What the exercise asks:
Return each line of the rows below that contains the word "frosted", matching case exactly.

Material provided:
## begin
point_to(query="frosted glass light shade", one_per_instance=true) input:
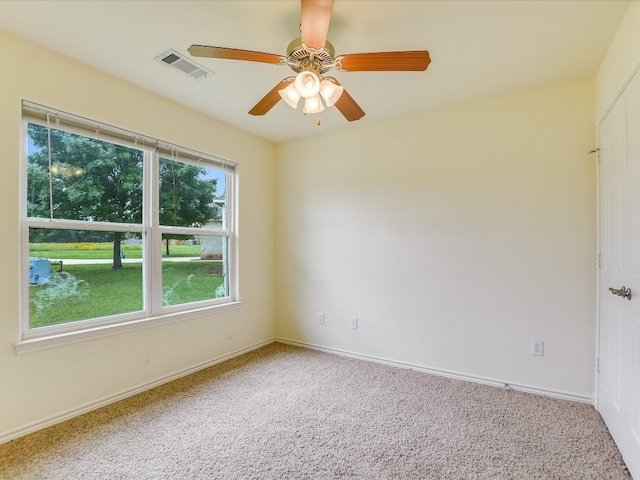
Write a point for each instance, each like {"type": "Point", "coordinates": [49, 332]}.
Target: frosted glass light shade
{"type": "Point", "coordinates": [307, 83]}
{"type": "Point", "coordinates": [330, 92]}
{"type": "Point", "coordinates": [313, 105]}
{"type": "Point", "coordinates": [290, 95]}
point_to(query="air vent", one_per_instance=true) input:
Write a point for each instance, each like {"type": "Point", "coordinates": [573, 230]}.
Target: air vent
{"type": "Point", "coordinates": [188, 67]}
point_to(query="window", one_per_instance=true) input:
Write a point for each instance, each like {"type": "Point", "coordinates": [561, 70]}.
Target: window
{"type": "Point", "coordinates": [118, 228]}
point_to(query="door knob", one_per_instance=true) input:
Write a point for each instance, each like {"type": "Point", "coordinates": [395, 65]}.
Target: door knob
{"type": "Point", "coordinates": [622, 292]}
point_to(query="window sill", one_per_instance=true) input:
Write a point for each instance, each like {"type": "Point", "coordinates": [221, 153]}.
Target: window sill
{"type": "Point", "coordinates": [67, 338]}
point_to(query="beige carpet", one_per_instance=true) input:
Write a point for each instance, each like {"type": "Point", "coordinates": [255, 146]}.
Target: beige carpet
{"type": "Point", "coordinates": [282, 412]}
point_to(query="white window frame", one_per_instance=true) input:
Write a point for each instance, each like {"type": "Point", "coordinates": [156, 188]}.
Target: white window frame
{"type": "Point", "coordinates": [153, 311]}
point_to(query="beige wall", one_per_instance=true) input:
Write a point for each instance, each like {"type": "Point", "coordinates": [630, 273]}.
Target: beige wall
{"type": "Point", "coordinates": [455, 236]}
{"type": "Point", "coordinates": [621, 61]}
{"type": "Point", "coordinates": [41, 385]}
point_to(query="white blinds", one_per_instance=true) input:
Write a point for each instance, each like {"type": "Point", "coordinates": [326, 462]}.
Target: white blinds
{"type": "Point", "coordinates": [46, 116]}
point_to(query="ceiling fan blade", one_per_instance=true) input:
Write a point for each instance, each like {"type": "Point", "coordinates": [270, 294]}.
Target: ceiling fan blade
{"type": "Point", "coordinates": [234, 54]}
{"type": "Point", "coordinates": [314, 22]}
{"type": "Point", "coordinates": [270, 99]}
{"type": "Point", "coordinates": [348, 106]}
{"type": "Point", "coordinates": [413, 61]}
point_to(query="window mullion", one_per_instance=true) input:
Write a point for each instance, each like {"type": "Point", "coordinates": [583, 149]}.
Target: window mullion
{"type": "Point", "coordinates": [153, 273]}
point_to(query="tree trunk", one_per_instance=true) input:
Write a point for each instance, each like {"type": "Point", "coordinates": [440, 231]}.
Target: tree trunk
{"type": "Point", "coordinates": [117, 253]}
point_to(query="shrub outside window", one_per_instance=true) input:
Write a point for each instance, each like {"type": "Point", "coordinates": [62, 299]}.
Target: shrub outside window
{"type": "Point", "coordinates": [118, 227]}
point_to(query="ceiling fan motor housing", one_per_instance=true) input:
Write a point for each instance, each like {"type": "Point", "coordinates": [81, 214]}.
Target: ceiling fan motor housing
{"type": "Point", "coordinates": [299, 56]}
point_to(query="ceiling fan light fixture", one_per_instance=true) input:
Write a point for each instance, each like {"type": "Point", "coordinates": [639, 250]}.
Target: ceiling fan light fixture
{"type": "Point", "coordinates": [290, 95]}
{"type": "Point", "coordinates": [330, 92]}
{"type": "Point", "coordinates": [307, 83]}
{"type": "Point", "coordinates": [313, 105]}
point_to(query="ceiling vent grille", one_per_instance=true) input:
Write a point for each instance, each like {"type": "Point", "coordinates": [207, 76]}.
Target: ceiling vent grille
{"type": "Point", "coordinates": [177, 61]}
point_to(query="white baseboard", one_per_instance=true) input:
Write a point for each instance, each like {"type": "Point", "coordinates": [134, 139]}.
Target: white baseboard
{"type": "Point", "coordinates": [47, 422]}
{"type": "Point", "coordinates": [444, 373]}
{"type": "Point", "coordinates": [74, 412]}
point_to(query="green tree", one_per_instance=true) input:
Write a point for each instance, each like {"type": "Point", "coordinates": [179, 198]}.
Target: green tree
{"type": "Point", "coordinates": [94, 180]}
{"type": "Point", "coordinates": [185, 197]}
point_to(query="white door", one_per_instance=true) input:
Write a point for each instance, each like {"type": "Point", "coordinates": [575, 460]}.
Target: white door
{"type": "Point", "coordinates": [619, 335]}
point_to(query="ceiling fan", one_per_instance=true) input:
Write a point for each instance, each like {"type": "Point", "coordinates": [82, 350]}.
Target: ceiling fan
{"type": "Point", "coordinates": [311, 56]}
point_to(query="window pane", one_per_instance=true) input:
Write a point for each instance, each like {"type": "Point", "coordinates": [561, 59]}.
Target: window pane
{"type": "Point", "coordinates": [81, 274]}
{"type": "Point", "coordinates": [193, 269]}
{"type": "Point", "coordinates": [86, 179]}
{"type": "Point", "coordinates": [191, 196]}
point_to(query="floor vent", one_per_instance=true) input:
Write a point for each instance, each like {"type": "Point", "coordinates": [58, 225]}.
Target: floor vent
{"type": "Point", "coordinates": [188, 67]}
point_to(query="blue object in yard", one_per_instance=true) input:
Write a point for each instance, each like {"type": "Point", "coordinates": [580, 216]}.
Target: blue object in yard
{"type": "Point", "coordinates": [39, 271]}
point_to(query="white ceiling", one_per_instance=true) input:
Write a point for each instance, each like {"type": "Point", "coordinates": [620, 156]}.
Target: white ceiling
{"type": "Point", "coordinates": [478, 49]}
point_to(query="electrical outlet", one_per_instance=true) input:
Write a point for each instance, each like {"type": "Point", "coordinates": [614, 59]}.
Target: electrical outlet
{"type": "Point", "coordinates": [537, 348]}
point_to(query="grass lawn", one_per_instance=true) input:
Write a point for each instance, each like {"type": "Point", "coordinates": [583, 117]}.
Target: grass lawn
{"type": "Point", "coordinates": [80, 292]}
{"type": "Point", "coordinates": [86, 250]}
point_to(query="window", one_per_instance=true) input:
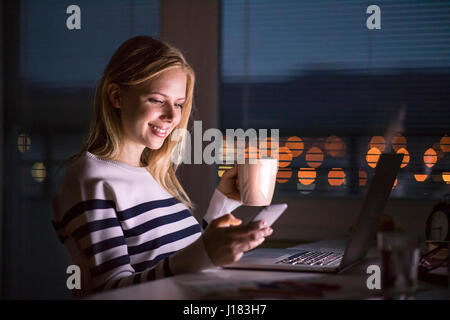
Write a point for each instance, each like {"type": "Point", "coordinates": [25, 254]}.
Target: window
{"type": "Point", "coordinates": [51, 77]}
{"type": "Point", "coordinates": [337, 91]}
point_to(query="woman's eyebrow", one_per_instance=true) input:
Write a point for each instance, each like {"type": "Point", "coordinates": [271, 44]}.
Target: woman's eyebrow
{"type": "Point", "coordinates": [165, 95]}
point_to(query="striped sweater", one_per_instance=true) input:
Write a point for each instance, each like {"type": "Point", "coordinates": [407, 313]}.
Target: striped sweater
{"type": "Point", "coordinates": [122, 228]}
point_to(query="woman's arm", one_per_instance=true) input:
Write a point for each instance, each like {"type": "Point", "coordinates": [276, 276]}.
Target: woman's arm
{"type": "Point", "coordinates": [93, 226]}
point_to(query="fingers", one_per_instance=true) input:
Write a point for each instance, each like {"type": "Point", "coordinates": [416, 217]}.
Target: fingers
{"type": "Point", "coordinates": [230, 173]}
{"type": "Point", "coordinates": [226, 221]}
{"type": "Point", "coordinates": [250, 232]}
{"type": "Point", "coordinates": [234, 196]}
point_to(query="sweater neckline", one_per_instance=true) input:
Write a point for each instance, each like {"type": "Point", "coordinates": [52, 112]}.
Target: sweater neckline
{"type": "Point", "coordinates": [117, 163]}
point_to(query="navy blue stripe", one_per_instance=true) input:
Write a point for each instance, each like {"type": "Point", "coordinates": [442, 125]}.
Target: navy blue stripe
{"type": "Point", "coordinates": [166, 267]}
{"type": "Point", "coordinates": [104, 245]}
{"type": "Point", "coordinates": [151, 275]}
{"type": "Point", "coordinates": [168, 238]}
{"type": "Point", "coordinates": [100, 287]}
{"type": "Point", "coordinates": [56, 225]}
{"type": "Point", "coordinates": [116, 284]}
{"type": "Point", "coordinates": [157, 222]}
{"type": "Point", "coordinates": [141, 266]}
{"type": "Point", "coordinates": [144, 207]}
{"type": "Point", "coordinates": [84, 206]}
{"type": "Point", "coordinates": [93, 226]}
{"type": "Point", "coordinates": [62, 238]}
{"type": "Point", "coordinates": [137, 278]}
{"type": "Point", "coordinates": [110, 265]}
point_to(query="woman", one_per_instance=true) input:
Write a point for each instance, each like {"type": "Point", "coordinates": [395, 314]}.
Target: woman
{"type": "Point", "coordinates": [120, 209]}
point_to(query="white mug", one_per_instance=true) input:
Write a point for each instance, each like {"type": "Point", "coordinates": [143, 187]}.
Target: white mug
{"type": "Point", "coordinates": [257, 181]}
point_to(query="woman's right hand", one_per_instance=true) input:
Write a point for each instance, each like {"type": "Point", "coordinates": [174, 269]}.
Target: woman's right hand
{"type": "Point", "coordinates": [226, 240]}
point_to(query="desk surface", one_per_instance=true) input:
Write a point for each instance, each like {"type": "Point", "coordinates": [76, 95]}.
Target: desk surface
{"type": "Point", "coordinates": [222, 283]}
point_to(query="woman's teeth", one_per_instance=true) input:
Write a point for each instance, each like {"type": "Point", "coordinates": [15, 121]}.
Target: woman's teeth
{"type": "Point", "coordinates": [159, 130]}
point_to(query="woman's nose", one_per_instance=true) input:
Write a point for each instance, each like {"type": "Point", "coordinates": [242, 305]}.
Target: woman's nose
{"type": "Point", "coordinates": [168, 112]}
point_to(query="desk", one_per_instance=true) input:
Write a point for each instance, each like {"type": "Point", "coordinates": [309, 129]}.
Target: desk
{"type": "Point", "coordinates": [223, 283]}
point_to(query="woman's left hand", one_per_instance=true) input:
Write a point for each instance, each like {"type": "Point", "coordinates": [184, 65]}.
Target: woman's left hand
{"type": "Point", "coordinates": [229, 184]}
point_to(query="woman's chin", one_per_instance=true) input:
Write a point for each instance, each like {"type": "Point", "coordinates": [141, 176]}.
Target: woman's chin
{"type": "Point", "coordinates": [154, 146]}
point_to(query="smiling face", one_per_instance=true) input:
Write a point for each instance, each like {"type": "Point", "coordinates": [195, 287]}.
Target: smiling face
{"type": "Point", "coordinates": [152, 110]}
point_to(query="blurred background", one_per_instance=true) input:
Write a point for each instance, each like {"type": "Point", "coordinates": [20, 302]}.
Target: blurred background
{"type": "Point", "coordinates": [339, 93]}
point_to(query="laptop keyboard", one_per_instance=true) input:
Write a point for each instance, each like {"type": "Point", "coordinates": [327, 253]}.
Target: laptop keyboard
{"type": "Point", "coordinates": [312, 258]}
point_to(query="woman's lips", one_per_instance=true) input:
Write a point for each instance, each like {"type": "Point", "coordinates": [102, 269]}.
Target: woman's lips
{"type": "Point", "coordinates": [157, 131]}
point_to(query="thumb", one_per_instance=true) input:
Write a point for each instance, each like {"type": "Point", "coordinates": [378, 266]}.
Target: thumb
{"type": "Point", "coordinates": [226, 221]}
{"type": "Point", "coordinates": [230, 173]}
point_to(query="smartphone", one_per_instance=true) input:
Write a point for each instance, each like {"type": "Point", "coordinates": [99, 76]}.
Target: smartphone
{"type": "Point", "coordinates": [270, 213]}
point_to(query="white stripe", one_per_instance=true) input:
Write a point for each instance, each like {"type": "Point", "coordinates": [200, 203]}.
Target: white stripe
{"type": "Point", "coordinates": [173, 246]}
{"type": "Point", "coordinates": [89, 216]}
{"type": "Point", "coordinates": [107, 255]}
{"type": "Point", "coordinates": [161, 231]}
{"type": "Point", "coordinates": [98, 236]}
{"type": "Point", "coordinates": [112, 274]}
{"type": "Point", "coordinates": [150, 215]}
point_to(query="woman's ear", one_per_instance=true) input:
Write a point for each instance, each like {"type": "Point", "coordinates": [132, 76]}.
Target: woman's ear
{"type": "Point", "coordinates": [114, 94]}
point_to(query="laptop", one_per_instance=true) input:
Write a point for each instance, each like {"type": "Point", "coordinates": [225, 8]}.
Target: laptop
## end
Result of the exercise:
point_to(query="frosted glass light shade", one_per_instance=true) input:
Target: frosted glass light shade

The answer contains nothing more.